WORK INSTRUCTIONS: In the horse-packing forum thread, which two feeds does the first poster plan to use?

=== DOCUMENT SECTION ===

So I "over load" by about 22 lbs (262 vs 240....even more so for the cannon bone, but I'm only going to ride at a walk for days 1 and 2) to cover day 1 and 2 (having day 3 waiting for you at your end point). I'll feed out 20 lbs on the first night plus what I eat and drink so that on day 2 I"ll start out at about 235 lbs (reduced food and water) for a 2nd day of slow and easy riding. Day 3 will be a bit over 200 lbs and I can have at it then (how soon willI reach final camp and all the supplies there ). Never fun to be out of supply.

For feed I’ll use beet pulp and copra. Neither have seed, but easily digested and the beet pulp will give me extra value equal to about an extra 1/3 it’s weight in hay. That might get me the extra nutritional needed to equal the 24 lbs.

Yes, it’s doable, but I’d still rather have the grazing. Gives the horses something to do and it’s better for the gut.


----------



## Joe4d (Sep 1, 2011)

Good grief I just read over the rules there, they did everything they could to say, "No Horses" without saying no horses. Id find somewhere less restrictive to ride like the VA highlands trail .


----------



## Celeste (Jul 3, 2011)

If you are in the middle of nowhere, how is somebody going to stop your horse from grazing?

=== SOURCE MATERIAL ===

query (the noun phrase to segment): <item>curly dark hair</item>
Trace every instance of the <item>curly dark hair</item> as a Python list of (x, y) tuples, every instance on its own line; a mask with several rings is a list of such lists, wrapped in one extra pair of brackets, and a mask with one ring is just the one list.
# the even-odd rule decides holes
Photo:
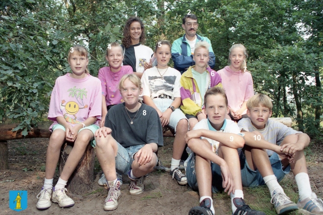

===

SOLUTION FOR THIS TASK: Beet pulp and copra.